# [Un blocco di dati]
----
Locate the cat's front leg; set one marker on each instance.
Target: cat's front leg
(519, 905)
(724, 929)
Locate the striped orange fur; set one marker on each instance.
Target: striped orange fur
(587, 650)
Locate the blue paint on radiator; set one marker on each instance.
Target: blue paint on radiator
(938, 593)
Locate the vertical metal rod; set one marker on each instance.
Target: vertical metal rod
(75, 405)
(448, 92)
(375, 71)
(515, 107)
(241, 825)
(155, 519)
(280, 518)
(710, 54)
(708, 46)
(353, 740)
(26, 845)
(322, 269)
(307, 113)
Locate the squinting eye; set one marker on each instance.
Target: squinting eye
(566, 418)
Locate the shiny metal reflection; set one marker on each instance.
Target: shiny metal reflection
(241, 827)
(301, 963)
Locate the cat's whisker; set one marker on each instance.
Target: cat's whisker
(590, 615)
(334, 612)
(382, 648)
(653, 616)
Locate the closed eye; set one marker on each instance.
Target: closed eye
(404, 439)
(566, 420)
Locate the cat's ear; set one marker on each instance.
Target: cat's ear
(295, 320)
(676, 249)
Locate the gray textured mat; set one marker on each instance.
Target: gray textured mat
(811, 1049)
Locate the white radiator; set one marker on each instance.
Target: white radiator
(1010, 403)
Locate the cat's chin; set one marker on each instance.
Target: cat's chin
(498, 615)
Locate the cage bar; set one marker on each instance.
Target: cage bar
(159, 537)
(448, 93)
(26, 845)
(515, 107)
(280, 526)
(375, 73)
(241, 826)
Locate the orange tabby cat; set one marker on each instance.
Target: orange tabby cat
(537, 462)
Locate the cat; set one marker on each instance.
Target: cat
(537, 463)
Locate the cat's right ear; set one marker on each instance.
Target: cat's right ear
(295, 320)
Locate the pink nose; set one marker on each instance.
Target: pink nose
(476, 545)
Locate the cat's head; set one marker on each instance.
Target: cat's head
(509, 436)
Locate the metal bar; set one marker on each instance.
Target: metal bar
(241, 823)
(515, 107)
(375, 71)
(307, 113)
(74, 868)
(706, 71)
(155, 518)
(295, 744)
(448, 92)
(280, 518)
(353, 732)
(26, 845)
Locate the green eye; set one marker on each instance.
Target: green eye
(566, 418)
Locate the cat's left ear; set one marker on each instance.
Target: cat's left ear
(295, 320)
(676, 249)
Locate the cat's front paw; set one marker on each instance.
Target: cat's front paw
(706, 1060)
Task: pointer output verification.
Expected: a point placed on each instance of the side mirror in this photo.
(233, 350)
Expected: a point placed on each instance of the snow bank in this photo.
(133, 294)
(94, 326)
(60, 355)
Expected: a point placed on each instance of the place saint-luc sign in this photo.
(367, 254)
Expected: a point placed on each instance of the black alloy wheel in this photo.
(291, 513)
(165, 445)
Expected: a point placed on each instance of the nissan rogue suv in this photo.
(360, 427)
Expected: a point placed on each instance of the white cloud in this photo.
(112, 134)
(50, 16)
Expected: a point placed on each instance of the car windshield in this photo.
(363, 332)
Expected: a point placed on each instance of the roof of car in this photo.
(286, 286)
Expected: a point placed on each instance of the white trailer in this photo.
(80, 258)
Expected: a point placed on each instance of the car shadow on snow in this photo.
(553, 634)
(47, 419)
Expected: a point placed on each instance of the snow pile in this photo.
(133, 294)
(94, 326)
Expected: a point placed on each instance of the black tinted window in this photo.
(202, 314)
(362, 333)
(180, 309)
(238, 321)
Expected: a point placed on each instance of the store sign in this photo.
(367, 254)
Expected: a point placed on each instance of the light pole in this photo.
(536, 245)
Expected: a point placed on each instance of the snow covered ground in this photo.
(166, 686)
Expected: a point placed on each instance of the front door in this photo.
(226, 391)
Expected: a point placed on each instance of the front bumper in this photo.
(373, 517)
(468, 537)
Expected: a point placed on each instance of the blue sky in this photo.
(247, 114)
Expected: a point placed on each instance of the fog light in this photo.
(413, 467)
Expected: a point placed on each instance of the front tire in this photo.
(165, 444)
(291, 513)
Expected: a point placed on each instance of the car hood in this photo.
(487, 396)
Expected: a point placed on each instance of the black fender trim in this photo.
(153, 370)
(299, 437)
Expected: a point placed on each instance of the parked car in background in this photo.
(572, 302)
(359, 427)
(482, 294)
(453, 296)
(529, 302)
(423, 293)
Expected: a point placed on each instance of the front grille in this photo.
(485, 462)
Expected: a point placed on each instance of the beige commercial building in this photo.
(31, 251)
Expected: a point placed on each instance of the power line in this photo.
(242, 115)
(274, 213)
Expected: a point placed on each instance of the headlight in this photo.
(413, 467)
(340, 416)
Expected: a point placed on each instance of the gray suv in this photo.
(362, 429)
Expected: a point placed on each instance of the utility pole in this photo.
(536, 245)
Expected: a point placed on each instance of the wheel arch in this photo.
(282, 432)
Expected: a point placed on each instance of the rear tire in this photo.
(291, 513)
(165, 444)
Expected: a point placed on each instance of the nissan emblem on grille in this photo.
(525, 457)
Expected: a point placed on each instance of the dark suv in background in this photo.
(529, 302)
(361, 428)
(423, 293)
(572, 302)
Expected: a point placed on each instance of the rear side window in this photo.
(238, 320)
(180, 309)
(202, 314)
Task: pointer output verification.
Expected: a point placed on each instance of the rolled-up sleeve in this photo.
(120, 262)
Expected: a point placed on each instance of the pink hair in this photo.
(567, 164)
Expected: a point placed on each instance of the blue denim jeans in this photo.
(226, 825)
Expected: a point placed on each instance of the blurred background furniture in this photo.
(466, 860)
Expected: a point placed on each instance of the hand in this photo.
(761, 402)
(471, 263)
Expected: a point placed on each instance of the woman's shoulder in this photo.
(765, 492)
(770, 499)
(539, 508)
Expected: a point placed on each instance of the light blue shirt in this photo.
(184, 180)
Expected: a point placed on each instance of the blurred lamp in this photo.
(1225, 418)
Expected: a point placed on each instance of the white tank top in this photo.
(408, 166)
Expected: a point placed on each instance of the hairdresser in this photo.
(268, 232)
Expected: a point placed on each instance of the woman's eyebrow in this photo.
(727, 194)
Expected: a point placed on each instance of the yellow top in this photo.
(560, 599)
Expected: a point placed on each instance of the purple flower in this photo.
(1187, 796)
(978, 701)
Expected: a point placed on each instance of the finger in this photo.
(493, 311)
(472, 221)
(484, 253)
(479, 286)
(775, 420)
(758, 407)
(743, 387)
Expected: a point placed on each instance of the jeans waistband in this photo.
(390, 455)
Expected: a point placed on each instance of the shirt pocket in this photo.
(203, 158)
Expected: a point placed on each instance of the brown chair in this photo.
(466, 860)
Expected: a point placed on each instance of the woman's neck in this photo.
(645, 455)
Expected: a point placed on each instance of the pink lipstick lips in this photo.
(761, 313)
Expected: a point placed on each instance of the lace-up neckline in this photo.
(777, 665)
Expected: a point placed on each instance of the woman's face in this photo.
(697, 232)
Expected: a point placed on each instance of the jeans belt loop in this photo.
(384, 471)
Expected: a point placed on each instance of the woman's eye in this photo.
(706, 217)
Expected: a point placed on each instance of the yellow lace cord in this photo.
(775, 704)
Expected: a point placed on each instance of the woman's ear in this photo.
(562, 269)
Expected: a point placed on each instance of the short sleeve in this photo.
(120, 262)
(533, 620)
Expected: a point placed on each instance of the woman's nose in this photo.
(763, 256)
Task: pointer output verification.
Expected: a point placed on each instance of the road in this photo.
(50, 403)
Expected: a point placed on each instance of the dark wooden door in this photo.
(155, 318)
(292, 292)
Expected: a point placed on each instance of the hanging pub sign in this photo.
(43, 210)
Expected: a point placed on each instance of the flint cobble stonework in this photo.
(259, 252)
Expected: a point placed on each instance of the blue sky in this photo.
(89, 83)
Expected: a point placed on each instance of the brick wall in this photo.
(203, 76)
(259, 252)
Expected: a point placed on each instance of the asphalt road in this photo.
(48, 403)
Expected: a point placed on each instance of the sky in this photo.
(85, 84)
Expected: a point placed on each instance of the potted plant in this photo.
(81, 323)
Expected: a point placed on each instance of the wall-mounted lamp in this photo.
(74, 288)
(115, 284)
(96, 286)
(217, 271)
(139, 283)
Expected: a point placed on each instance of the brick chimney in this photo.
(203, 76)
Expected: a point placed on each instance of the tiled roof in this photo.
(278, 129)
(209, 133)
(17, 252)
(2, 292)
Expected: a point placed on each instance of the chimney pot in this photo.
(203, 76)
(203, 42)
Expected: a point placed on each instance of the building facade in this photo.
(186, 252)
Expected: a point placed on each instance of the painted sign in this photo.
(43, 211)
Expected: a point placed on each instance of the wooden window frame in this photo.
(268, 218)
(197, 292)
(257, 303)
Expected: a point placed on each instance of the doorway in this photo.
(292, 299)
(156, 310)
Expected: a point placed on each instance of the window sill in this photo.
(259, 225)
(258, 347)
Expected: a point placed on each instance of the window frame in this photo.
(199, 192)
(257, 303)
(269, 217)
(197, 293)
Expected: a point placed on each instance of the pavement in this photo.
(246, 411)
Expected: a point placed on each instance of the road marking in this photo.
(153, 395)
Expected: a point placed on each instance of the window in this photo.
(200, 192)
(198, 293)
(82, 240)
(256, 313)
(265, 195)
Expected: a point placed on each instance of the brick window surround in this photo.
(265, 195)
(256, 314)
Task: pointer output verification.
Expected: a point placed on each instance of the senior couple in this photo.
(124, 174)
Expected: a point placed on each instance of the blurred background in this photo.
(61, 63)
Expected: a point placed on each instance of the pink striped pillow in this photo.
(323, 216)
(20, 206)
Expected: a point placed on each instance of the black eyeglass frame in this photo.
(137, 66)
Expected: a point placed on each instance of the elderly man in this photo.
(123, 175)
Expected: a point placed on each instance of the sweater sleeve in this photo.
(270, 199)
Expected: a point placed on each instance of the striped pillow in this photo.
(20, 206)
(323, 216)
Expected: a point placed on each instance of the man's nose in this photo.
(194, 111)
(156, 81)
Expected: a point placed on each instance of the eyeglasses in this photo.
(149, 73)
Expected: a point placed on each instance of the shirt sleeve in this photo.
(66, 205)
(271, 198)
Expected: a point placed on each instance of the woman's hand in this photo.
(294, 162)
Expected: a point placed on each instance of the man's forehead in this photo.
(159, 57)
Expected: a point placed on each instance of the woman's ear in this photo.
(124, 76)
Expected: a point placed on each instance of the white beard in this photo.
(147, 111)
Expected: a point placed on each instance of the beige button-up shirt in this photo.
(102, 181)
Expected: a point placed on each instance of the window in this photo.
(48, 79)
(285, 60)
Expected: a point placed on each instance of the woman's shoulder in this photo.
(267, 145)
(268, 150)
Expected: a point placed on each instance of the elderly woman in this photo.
----
# [REQUISITI DEL COMPITO]
Trascriva senza alcuna modifica le righe dell'elenco che vanno dalla riga contenente "Locate the striped" fino alla riga contenente "(1010, 403)", entrambe incluse.

# [RISPOSTA ALL'ESERCIZIO]
Locate the striped orange fur; set one marker on each instance.
Target: striped orange fur
(587, 650)
Locate the blue paint on radiator; set one marker on each instance.
Target: blue paint on radiator
(938, 593)
Locate the vertical metal rod; set one marker on each instance.
Target: vertical metal rod
(75, 405)
(448, 92)
(375, 71)
(515, 107)
(241, 825)
(155, 519)
(280, 518)
(710, 54)
(708, 46)
(353, 740)
(26, 845)
(322, 269)
(307, 113)
Locate the squinting eye; set one marker on each instance.
Target: squinting eye
(566, 418)
Locate the shiny metal reflection; set one marker on each instance.
Target: shiny metal reflection
(241, 827)
(301, 963)
Locate the cat's whisker; set one marker on each instance.
Target: cat's whisker
(590, 615)
(334, 612)
(382, 648)
(653, 616)
Locate the closed eye; set one marker on each instance.
Target: closed eye
(404, 439)
(566, 420)
Locate the cat's ear; set one marker on each instance.
Target: cat's ear
(295, 320)
(676, 249)
Locate the gray textured mat; set one marker on each instance.
Target: gray textured mat
(811, 1049)
Locate the white radiator; set one marker on each instance.
Target: white radiator
(1010, 403)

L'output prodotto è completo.